■ To-do list
A) In the expense and income tax excerpt, what was the weighted average interest rate for the three months ended June 30, 2013?
B) From the expense and income tax excerpt, write out the part that opens with the words containing "Total other expense, which" and closes with "for the same periods in 2012.".

■ Extract to read
▼▼▼
Total other expense, which includes Interest expense, net of interest capitalized; Interest income; and Other income/expense, net, increased $7.1 million and $7.6 million for the three and six months ended June 30, 2013, respectively, compared to the same periods in 2012. The increases for both periods were primarily due to $5.6 million in Bridge Credit Facility fees as the Company did not borrow under the Bridge Credit Facility to help fund the Permian Acquisition and an increase in debt outstanding compared to the prior comparable period, partially offset by higher capitalized interest. The weighted average interest rate for the three and six months ended June 30, 2013 was 5.83% and 5.63%, respectively, compared to 8.20% and 8.23%, respectively, for the same periods in 2012.

Provision for Income Taxes

The effective tax rate for the three and six months ended June 30, 2013 was 36.2% and 35.1%, respectively, and the effective tax rate for both the three and six months ended June 30, 2012 was 36.2%. The provision for income taxes for the three and six months ended June 30, 2013 differs from the tax computed at the federal statutory income tax rate primarily due to the effects of state taxes and the non-deductibility of certain incentive compensation. In addition, during the first quarter of 2013 there was a one-time favorable discrete adjustment of (2.9%) to reflect a change in the amount of deductible executive compensation. Excluding the discrete item, the effective tax rate for the first quarter of 2013 was 36.3%, and the rate applicable to future earnings is expected to be consistent with that rate. As of June 30, 2013 and December 31, 2012, we had no unrecognized tax benefits and we do not anticipate that total unrecognized tax benefits will significantly change due to the settlement of audits or the expiration of statute of limitations within the next twelve months.
▲▲▲
■ Provided records
▼▼▼
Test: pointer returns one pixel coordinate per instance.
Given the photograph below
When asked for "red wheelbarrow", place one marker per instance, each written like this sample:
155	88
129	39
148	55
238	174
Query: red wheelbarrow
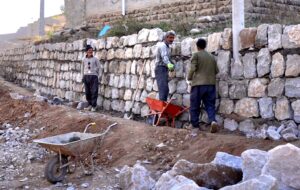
164	110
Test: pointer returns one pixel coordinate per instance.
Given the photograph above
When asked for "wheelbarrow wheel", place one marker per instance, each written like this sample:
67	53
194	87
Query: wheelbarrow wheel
53	172
151	119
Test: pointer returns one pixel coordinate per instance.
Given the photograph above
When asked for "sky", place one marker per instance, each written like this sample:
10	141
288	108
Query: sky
17	13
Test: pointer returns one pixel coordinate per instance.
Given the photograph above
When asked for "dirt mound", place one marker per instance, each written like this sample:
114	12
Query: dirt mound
161	147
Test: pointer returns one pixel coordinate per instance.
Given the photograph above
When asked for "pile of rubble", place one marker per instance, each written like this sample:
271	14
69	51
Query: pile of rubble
287	130
16	151
276	169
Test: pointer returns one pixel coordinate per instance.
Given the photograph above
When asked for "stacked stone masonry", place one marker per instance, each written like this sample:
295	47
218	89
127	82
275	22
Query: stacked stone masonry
264	84
206	14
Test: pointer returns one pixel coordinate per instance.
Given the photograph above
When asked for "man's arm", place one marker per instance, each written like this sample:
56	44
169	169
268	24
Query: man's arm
98	67
217	69
82	70
193	65
164	54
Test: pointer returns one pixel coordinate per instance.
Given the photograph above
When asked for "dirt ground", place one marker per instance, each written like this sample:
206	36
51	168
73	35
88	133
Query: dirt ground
126	143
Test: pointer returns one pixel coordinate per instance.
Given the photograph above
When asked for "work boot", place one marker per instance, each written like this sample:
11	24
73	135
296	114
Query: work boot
88	108
191	127
94	109
213	127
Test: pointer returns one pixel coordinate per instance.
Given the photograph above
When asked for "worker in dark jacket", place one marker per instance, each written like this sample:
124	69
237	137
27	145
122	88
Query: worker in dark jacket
163	65
202	78
90	72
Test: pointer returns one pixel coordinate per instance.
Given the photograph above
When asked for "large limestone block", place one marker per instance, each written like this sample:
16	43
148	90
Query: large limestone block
143	35
223	89
283	164
230	124
263	182
155	34
214	42
128	53
237	69
292	65
276	87
186	46
291	37
278	65
209	175
247	126
249	62
226	106
263	62
112	42
120	54
292	87
110	54
282	109
223	62
261	38
274	37
226	41
135	178
237	90
253	162
225	159
247	38
247	107
266	107
137	51
167	182
296	110
257	87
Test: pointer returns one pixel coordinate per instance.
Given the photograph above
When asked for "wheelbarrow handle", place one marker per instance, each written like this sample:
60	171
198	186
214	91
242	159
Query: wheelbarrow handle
88	125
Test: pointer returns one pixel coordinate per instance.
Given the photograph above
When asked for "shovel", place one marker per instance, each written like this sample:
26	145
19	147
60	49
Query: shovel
129	115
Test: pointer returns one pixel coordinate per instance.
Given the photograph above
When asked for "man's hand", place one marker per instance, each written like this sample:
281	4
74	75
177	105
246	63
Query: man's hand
189	82
189	86
170	66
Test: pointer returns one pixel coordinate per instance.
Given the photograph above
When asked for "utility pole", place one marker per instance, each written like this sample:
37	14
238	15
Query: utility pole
42	18
238	23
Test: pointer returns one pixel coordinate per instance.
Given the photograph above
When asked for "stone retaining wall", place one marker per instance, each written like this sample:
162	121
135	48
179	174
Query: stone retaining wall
265	84
278	11
207	14
203	13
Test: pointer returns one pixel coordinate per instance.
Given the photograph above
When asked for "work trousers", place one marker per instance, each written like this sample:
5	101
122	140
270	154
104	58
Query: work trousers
91	89
206	94
161	76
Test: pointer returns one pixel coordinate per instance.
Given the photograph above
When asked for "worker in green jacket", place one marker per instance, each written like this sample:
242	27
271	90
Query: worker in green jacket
202	78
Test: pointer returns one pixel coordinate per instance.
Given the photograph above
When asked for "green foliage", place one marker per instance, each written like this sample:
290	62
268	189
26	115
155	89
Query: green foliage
126	27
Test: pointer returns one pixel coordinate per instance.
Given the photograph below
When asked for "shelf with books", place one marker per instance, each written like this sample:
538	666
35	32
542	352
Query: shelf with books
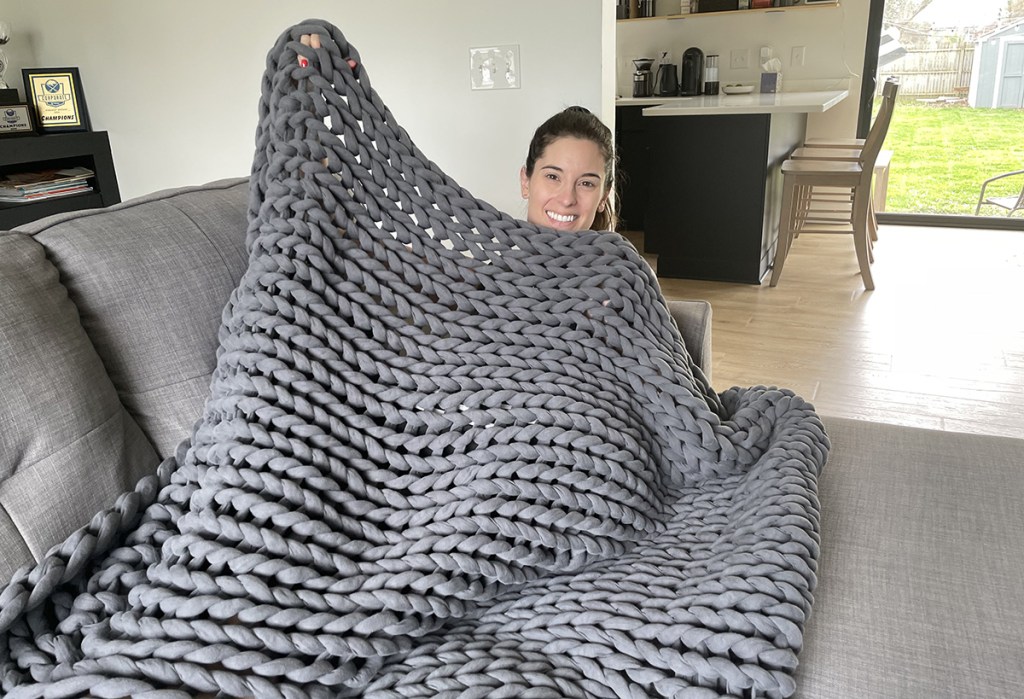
90	149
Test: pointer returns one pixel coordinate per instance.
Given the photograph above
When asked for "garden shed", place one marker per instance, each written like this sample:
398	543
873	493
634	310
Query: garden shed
997	78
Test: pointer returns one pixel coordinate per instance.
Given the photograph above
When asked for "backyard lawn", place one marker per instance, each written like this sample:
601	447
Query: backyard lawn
943	153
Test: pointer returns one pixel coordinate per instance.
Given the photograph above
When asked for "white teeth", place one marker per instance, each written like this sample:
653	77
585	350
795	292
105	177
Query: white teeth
561	218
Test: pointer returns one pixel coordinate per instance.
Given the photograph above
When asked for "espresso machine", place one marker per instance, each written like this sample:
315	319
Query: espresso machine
691	80
643	81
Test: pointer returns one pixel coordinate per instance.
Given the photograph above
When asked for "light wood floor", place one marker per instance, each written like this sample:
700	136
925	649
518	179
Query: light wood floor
938	344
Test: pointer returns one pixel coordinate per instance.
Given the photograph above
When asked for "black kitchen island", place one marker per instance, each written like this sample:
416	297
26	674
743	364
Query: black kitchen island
701	178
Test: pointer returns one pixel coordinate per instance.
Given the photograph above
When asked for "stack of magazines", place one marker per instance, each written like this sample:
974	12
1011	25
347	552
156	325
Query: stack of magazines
34	186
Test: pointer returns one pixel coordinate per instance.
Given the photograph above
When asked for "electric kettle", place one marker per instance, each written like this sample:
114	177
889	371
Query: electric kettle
691	82
667	81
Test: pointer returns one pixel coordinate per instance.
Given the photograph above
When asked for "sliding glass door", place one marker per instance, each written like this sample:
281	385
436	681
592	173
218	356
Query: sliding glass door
957	131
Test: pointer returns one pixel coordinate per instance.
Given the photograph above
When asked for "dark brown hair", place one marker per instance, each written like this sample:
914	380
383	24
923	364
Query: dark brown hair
579	122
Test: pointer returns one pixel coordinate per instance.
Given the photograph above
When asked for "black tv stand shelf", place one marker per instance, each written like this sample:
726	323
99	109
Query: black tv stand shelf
86	148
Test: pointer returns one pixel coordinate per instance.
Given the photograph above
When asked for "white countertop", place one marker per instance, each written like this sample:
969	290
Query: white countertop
741	103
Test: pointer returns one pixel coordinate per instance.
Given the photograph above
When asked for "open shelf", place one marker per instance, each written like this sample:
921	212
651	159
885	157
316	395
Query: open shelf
87	148
762	10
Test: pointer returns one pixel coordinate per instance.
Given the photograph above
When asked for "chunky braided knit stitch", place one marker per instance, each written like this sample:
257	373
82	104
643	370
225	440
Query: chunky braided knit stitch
445	453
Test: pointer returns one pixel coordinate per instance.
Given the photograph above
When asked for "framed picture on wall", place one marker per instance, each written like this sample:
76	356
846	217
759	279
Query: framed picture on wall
56	98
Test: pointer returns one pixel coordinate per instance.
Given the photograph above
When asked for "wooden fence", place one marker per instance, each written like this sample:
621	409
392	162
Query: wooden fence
932	73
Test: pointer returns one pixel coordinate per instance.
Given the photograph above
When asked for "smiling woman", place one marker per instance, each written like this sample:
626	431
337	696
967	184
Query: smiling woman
567	176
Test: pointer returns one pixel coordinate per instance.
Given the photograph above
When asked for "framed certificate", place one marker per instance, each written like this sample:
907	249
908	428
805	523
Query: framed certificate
56	98
15	120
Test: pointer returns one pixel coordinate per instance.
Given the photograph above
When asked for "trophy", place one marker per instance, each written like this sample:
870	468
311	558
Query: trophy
4	38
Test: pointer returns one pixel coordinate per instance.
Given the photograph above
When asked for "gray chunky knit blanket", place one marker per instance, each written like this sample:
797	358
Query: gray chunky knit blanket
445	453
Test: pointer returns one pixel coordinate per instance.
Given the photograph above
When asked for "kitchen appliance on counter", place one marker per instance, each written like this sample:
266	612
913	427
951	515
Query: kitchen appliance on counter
691	79
711	74
643	81
667	80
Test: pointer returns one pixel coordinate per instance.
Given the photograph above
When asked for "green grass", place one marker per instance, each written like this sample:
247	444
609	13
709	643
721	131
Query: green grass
943	153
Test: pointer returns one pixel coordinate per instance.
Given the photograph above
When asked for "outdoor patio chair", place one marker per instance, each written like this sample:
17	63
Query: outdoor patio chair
1012	203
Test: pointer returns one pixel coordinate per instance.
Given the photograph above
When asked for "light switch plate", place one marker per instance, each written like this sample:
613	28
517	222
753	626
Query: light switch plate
495	68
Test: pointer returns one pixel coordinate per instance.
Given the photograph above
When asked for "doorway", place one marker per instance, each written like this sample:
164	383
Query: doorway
958	121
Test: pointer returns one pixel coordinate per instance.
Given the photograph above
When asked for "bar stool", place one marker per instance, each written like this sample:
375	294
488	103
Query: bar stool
833	194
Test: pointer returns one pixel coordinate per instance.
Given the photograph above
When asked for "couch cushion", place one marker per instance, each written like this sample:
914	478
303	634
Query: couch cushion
68	447
920	577
151	277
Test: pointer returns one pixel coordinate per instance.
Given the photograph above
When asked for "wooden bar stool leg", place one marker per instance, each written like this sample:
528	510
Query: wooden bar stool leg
861	238
785	228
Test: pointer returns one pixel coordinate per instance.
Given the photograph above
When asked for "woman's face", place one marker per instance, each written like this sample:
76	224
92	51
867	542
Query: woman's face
567	186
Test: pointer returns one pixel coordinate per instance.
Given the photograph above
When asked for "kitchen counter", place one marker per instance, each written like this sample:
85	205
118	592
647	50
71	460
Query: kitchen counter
755	102
702	177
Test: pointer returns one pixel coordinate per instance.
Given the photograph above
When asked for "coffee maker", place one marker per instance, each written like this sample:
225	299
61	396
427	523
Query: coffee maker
691	80
643	81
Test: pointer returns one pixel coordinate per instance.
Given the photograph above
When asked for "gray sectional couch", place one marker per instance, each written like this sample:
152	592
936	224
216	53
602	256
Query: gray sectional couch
108	335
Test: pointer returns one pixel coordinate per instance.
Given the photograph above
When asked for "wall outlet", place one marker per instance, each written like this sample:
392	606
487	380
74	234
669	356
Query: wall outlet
495	68
739	58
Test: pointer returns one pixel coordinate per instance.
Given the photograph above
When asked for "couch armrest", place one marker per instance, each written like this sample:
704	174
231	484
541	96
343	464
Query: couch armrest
693	318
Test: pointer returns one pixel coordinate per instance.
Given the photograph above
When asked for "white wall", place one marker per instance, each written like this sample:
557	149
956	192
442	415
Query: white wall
176	84
834	37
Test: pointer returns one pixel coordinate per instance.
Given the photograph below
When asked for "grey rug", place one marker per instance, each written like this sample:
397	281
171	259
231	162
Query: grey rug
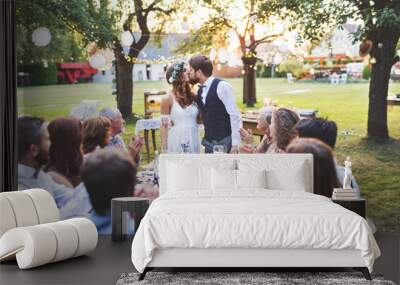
228	278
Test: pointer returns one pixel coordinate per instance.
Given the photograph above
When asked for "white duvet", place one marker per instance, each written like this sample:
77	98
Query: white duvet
250	219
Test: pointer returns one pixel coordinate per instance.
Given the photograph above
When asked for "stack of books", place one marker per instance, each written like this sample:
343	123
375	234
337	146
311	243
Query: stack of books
344	194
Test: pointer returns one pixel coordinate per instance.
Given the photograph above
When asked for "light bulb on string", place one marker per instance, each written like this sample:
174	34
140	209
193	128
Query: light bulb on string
41	37
126	39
▲▲▲
■ Answers to each task
A) 5.83%

B)
Total other expense, which includes Interest expense, net of interest capitalized; Interest income; and Other income/expense, net, increased $7.1 million and $7.6 million for the three and six months ended June 30, 2013, respectively, compared to the same periods in 2012. The increases for both periods were primarily due to $5.6 million in Bridge Credit Facility fees as the Company did not borrow under the Bridge Credit Facility to help fund the Permian Acquisition and an increase in debt outstanding compared to the prior comparable period, partially offset by higher capitalized interest. The weighted average interest rate for the three and six months ended June 30, 2013 was 5.83% and 5.63%, respectively, compared to 8.20% and 8.23%, respectively, for the same periods in 2012.